Reproduce every line from the start of the rows up to and including the line containing "M 62 7 L 64 9 L 63 3 L 39 3 L 43 7 Z", requests included, and shift each coordinate in the answer outlines by -83. Leave the numbers in the requests and their format samples unchanged.

-- START OF MATERIAL PROVIDED --

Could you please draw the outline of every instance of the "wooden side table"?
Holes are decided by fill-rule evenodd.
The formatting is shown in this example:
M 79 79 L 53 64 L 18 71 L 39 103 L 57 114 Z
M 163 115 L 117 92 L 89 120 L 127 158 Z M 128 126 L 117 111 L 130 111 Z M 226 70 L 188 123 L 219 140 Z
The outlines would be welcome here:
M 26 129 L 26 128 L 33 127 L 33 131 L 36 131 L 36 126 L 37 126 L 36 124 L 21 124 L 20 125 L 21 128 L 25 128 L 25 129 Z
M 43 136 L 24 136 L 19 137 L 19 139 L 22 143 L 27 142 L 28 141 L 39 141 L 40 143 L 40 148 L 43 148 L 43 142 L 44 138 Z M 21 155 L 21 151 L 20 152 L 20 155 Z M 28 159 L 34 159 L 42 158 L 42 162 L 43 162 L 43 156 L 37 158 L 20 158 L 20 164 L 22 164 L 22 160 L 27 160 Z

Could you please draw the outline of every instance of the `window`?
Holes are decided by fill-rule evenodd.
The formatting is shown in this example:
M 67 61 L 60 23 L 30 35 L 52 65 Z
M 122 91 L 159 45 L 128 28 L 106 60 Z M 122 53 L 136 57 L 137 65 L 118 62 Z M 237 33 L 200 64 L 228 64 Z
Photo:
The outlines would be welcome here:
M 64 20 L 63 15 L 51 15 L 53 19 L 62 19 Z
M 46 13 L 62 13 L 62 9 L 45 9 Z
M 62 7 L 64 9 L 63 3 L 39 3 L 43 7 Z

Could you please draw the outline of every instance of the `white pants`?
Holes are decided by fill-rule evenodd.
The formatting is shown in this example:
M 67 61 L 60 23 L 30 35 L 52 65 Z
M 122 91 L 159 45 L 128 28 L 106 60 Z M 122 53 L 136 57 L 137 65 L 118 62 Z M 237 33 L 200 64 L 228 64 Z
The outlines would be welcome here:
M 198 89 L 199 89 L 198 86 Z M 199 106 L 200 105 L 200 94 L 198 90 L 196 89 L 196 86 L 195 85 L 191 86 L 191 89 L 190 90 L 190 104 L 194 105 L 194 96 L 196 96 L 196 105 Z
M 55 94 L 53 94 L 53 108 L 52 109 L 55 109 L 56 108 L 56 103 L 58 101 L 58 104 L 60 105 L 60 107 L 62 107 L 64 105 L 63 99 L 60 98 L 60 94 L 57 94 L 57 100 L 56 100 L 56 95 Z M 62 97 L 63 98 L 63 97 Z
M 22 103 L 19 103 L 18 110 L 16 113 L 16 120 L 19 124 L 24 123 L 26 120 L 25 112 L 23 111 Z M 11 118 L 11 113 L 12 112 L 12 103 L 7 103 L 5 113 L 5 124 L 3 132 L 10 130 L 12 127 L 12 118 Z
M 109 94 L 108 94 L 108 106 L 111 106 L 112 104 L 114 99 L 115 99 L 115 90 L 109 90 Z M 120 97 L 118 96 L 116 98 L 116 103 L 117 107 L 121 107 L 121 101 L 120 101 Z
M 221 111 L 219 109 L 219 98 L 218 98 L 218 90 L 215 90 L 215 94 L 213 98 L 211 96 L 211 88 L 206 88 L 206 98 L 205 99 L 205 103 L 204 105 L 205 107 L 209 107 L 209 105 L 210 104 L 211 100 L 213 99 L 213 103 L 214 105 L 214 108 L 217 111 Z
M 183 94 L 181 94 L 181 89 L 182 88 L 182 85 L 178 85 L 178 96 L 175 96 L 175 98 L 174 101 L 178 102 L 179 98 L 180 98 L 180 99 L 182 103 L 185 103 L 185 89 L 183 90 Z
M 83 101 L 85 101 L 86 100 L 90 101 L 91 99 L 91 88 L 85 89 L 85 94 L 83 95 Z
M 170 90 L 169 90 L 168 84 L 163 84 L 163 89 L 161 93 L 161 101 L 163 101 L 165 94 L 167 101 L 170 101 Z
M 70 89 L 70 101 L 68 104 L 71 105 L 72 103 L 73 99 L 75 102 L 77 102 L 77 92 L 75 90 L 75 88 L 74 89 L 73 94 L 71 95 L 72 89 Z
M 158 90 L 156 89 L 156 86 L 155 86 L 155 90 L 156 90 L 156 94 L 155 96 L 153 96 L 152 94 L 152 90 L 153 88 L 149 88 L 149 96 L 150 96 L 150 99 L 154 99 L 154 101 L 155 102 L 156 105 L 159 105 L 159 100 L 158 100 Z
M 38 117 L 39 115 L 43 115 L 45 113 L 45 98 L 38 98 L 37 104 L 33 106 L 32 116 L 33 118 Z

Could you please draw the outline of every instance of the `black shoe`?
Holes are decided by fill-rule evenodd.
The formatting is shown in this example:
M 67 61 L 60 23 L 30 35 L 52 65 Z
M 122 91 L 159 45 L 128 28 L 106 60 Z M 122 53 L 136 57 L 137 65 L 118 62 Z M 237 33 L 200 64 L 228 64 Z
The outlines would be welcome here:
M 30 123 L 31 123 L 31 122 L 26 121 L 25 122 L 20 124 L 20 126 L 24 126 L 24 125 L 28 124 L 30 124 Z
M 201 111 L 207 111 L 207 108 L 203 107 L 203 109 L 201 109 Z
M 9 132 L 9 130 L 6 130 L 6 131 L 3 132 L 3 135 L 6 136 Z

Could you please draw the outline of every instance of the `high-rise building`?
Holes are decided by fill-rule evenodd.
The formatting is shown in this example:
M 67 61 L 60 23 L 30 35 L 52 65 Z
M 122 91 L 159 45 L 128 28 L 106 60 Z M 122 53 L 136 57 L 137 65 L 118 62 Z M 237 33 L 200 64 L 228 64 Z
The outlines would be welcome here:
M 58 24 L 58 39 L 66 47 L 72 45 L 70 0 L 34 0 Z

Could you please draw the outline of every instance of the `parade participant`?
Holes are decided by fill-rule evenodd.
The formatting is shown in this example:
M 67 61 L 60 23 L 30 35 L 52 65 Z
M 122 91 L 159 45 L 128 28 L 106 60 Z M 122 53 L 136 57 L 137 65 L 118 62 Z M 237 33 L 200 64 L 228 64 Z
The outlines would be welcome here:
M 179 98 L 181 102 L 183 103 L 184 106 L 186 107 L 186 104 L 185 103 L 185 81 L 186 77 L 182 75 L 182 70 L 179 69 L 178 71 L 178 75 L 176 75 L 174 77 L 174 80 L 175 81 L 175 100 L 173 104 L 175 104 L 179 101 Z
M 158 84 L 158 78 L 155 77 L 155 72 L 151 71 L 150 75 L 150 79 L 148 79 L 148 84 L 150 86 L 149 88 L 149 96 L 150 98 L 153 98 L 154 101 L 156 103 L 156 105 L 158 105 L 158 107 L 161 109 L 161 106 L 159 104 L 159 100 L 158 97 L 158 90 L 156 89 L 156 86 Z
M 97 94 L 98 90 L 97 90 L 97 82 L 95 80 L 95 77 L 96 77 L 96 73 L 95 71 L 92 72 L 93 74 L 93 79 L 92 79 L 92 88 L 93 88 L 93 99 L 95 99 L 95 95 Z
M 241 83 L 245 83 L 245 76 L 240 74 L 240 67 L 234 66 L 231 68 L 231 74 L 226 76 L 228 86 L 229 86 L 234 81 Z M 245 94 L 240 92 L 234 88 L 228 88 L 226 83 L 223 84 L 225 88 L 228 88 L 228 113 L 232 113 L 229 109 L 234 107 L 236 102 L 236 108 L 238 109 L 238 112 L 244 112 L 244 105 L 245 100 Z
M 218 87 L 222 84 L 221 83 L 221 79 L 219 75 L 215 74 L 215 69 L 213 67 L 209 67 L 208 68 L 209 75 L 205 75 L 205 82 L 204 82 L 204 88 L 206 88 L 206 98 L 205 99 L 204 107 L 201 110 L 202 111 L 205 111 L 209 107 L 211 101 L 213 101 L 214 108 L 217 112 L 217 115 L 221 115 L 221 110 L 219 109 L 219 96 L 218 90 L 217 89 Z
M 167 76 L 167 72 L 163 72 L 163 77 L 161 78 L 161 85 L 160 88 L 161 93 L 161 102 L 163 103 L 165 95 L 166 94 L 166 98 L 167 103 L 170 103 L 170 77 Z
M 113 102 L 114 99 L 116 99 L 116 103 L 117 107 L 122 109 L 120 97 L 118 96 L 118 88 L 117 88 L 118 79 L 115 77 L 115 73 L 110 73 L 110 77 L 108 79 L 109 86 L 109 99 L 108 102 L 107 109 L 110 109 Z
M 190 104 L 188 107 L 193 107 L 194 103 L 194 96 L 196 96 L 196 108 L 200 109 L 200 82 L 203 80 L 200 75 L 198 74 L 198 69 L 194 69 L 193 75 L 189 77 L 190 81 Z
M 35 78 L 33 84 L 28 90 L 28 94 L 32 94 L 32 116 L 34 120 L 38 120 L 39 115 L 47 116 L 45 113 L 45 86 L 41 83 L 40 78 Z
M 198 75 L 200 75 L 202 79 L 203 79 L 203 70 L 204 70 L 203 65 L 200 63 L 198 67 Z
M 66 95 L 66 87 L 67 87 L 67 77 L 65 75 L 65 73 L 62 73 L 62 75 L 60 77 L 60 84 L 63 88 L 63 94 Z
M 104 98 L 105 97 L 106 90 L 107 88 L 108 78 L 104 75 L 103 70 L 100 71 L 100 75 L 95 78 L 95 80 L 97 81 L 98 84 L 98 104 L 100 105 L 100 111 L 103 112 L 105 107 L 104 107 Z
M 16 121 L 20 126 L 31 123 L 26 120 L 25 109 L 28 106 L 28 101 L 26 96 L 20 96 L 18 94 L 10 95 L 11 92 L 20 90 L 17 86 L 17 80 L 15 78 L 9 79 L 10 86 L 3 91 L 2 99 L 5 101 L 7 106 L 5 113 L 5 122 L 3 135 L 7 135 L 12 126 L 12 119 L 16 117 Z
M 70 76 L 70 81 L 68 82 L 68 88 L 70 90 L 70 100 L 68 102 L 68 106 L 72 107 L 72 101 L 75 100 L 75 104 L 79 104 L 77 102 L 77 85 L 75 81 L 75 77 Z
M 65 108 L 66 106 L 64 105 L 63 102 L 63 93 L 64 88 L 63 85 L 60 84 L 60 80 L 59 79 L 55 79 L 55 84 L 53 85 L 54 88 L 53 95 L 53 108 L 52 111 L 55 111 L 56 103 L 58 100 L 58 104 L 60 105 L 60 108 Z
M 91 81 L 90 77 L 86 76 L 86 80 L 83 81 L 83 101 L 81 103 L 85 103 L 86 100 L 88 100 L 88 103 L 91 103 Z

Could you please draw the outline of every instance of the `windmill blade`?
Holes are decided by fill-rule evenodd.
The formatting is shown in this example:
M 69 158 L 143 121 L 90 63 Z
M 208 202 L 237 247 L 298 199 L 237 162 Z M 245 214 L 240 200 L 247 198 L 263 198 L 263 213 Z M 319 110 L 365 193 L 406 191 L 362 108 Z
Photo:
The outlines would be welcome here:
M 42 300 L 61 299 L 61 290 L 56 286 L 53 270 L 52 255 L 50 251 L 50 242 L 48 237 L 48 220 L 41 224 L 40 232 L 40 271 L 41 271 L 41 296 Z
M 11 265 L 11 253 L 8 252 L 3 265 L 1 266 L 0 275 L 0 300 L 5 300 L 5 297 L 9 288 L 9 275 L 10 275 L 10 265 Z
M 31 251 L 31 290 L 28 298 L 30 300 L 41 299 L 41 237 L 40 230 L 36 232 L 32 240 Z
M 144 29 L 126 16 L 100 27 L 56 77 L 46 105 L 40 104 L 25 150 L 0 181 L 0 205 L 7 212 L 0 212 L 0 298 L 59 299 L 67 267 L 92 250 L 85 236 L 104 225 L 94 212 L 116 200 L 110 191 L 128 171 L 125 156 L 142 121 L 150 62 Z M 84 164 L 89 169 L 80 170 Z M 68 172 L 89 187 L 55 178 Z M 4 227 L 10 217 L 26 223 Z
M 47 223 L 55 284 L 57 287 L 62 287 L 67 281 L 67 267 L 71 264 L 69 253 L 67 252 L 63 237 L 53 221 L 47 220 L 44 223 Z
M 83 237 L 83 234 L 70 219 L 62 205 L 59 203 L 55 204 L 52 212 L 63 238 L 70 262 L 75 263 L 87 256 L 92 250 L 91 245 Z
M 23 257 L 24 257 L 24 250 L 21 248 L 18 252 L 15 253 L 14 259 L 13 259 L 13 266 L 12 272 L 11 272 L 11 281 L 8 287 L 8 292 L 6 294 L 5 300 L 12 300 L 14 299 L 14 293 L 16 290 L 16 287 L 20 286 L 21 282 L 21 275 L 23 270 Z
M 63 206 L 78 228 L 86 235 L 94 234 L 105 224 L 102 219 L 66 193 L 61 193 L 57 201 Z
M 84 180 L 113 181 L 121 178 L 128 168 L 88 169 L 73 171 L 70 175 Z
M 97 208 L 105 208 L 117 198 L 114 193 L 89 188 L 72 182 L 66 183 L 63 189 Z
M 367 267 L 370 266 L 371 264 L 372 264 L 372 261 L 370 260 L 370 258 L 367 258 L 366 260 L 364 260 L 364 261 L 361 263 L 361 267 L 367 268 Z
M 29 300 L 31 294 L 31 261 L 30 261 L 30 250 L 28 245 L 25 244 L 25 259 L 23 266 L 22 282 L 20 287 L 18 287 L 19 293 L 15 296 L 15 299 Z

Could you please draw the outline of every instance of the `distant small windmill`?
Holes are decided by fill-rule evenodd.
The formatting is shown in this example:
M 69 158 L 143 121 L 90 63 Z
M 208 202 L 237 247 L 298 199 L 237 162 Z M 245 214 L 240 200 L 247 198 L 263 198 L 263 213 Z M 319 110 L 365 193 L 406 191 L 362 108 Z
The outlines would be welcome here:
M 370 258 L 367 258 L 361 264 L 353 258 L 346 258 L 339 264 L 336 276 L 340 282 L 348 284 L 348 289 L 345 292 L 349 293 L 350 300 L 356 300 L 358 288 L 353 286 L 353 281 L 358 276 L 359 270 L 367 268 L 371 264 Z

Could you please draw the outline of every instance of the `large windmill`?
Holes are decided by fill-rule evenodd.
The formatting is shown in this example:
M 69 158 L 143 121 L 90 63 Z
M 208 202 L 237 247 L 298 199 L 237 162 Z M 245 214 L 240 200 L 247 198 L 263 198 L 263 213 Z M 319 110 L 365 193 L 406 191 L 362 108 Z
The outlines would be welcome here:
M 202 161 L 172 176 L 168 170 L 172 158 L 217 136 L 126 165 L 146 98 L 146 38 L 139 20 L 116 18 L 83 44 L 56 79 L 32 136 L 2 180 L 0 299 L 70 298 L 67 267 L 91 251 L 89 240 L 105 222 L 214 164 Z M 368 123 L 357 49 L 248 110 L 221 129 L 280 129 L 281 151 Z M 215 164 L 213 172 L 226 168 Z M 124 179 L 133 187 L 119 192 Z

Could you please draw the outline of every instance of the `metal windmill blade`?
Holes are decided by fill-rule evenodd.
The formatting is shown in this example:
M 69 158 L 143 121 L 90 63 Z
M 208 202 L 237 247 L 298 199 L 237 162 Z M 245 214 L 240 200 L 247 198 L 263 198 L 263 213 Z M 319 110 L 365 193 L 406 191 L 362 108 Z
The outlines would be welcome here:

-- END OF MATERIAL PROVIDED --

> _RESPONSE TO THE TASK_
Could you please draw the outline of every instance of the "wooden side table"?
Holes are decided by fill-rule evenodd.
The formatting is shown in this example:
M 79 79 L 53 64 L 18 71 L 39 103 L 57 114 Z
M 163 115 L 117 92 L 89 120 L 127 158 Z M 128 126 L 117 111 L 130 111 Z M 226 70 L 188 123 L 219 140 Z
The outlines would be welcome here:
M -57 46 L -57 45 L -50 44 L -50 48 L -47 48 L -47 43 L -46 43 L -47 41 L -62 41 L -63 42 L -62 45 L -58 45 L -58 46 Z
M -40 53 L -59 53 L -64 54 L -64 56 L -61 60 L -56 59 L -55 58 L -44 58 L -43 60 L -43 65 L -40 65 L -40 59 L -39 55 Z M -62 72 L -62 68 L -63 69 L -63 72 Z M -55 76 L -49 76 L -41 75 L -41 79 L -40 79 L -40 73 L -46 75 L -63 75 L -63 81 L -61 81 L -61 77 L -56 77 Z

Could you please draw the outline of every instance of the `window`?
Holes are decided by fill-rule evenodd.
The formatting is shown in this example:
M 67 61 L 60 23 L 30 35 L 52 65 Z
M 122 91 L 159 45 L 128 28 L 106 60 Z M 122 53 L 136 57 L 137 65 L 118 62 Z M 237 33 L 200 64 L 228 64 Z
Photo:
The outlines would be welcome here:
M -19 -63 L -20 -68 L -32 -68 L -30 -64 L -21 -64 Z
M -37 -70 L -21 -70 L -21 -74 L -38 -74 Z
M -21 -76 L -19 -74 L -20 -80 L -44 -80 L -40 -76 Z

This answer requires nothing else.